Ramzan Kadyrov claims the Chechen insurgency is over. Is it?


We explore the background of the North Caucasus insurgency and why Kadyrov’s proclamation of victory is likely to be premature.

On 20th January, Russian Special Forces conducted an operation that killed six militants affiliated with Islamic State – Caucasus Province (ISIL-CP). The assault took place in the village of Katyr-Yurt, roughly 1,500 km south of Moscow in Chechnya, one of the largest regions which together comprise Russia’s North Caucasus territory.

Among those killed was Aslan Byutukayev, an insurgent commander who is believed to have played a major role in the bombing of Moscow’s Domodevevo Airport in 2011, which killed 37 people and wounded 173 more. Byutukayev was also implicated in a number of bombings in Chechnya’s regional capital, Grozny. Chechnya’s notorious strongman governor – Ramzan Kadyrov – claimed the operation marked the elimination of what remained of a once-potent Chechen insurgency.

WORK TASK 1: Reproduce the records from their first line through the line that contains "positive clicks: (118, 204) (166, 10)", including both of those lines.

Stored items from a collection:

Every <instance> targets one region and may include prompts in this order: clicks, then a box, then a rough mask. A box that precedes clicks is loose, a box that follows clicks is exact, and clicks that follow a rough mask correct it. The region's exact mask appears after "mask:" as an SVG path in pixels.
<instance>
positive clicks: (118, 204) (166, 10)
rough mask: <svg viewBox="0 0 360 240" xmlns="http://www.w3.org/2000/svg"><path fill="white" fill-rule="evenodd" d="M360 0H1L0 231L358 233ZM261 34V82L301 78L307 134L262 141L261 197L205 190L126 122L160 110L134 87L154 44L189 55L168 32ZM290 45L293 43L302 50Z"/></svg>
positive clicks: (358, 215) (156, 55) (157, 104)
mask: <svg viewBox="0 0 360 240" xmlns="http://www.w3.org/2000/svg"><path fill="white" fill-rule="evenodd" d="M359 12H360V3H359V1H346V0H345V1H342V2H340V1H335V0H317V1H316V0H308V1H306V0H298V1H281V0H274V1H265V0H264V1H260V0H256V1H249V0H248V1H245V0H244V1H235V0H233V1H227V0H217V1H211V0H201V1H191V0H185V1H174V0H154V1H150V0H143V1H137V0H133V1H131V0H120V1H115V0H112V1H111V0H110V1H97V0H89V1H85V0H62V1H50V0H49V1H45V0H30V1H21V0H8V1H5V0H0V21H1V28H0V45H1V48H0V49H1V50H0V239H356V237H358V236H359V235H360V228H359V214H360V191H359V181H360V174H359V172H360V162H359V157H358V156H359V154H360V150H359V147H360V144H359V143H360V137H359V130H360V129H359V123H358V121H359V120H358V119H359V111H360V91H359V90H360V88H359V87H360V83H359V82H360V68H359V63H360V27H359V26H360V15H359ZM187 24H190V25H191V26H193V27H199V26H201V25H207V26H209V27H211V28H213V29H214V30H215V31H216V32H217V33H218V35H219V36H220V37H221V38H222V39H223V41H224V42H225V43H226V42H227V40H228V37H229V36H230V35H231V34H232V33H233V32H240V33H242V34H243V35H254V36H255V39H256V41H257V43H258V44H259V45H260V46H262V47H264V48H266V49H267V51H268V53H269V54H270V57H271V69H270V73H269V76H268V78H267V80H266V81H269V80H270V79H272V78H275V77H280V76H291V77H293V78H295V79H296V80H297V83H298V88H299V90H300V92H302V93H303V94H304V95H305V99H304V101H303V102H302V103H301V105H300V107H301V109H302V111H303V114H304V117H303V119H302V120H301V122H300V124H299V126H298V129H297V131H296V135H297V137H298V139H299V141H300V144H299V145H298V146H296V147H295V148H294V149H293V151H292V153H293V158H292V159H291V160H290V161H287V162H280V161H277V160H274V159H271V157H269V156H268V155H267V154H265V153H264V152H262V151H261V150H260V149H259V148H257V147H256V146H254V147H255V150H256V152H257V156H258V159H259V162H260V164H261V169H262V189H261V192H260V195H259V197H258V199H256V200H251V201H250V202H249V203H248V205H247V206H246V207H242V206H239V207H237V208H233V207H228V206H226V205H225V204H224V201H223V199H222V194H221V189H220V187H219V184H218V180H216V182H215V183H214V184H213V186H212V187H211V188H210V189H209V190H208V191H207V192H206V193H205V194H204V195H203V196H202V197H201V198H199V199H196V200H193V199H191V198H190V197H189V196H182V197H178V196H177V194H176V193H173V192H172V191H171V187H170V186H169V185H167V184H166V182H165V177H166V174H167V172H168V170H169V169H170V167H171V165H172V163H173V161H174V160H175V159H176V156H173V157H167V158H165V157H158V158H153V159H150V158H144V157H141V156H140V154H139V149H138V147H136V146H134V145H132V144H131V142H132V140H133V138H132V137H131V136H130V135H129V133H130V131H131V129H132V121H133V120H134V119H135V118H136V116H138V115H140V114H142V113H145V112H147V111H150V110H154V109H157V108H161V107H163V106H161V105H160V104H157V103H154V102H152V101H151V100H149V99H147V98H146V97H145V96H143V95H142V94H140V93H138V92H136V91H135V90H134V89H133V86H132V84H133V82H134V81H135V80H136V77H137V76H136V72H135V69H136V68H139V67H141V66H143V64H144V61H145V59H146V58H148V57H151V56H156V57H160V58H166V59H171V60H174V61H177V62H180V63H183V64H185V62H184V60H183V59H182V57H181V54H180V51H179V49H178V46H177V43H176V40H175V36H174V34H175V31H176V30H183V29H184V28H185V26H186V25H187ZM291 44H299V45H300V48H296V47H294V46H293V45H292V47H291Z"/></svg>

WORK TASK 2:
Answer these about the article on the Chechen insurgency:
(a) How many militants did the January 20 operation kill?
(b) In which village did the assault take place?
(c) How many people were killed in the 2011 bombing of Moscow's airport?

ANSWER SPACE 1:
Every <instance> targets one region and may include prompts in this order: clicks, then a box, then a rough mask. A box that precedes clicks is loose, a box that follows clicks is exact, and clicks that follow a rough mask correct it. The region's exact mask appears after "mask:" as an SVG path in pixels.
<instance>
positive clicks: (118, 204) (166, 10)

ANSWER SPACE 2:
(a) Six
(b) Katyr-Yurt
(c) 37